**Article**
══════════
= Election cake =

Type of New England cake

Election cake, sometimes shortened to 'Lection cake, was a cake served in New England at various events, particularly around the election of officials. By the 1800s, election cakes were made in a range of preparations, typically as a sweetened yeast cake.

== History ==
Election cakes originated with Election Day, an event held in spring on a Wednesday wherein members of the Massachusetts Bay Company met to elect officers. Over time, the day evolved into a Puritan festival, and by 1631 the event was marked by sermons and the consumption of election cake with election beer. (Note: Hackett Fischer gives the month as April; Stavely and Fitzgerald May.) In the Puritan tradition of the day, the name "elect" also had connotations of suffrage being restricted to the theologically "elect".
══════════
**Dataset section**
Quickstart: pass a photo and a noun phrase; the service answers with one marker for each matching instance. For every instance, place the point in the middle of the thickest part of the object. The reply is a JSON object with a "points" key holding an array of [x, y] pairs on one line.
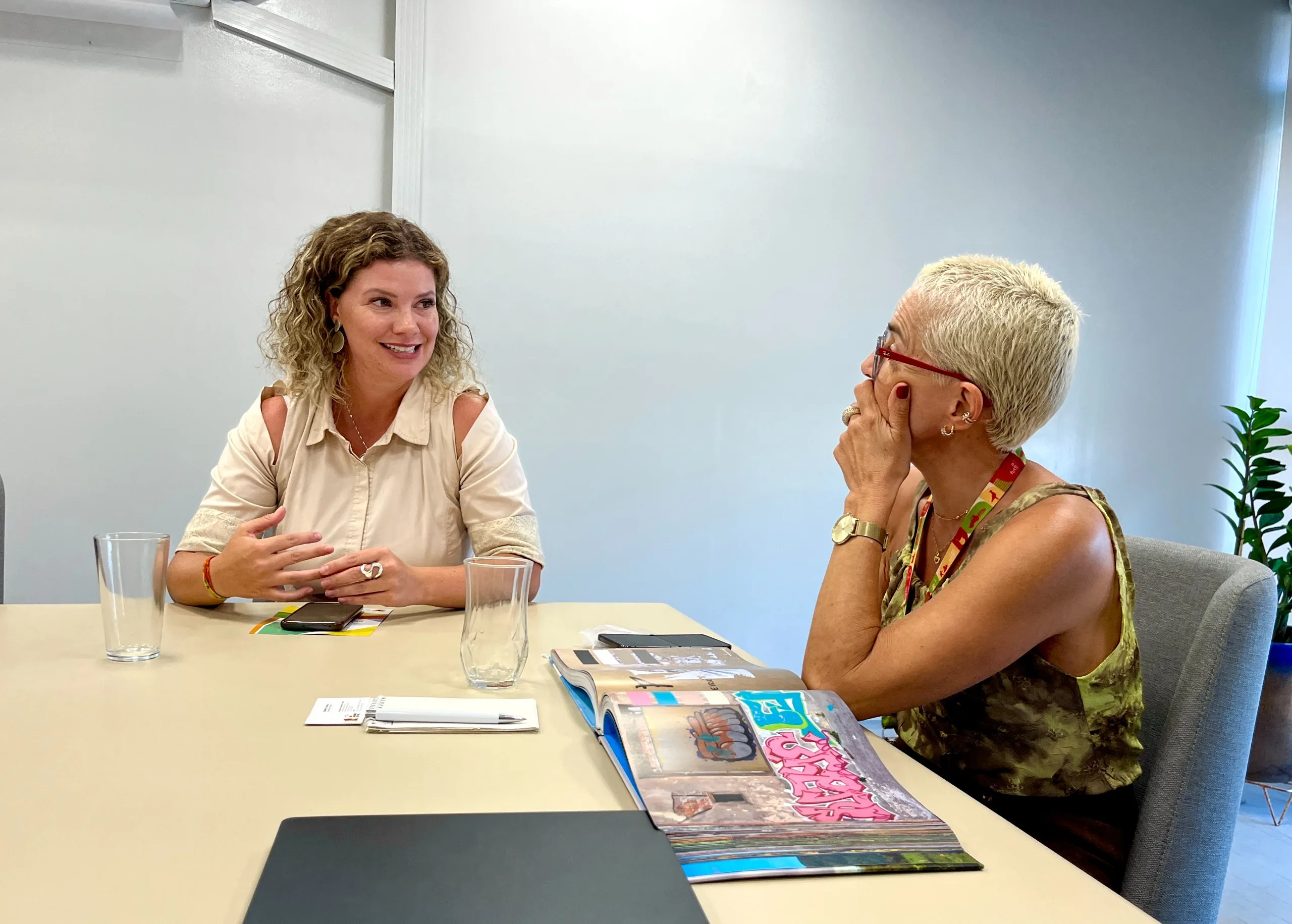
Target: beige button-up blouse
{"points": [[410, 493]]}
══════════
**Work to be completed**
Translate this sentence from the election cake article above into Spanish: "By the 1800s, election cakes were made in a range of preparations, typically as a sweetened yeast cake."

**The output**
Para el siglo XIX, los pasteles electorales se elaboraban de diversas maneras, por lo general como un pastel de levadura endulzado.